** Text shown follows **

Question

70kg clown on ice skates is inatially at rest when he catches a 5kg ball moving towards him at 15m/sec. Neglecting friction, the speed of the clown and the ball is caught will most nearly be what

Answer 1

Conservation of momentum!

Momentum in has to equal the momentum out. momentum (p) = mass (m) times velocity (v)

You start out with momentum of the clown in one direction and the ball in the opposite direction. You end up with both the clown and the ball moving at the same speed in the same direction

Answer 2

here we have to consider the momentum of the system clown + ball
Let's suppose that we have a collision along one determined direction
the initial momentum has the subsequent magnitude:
\(m_C \cdot v_C=5 \cdot 15=75\) \(Kg \;m/s\)
final momentum is:
\((m_B+m_C) \cdot v_f\)

** End of Text shown **
** Entries provided follows **

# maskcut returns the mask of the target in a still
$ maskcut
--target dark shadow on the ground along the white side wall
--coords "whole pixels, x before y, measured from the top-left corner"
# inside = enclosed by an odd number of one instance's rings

** End of Entries provided **

Echo the momentum thread word for word from "Momentum in has" to "15=75\) \(Kg \;m/s\)". Rely only on the momentum thread, not on the records.

Momentum in has to equal the momentum out. momentum (p) = mass (m) times velocity (v)

You start out with momentum of the clown in one direction and the ball in the opposite direction. You end up with both the clown and the ball moving at the same speed in the same direction

Answer 2

here we have to consider the momentum of the system clown + ball
Let's suppose that we have a collision along one determined direction
the initial momentum has the subsequent magnitude:
\(m_C \cdot v_C=5 \cdot 15=75\) \(Kg \;m/s\)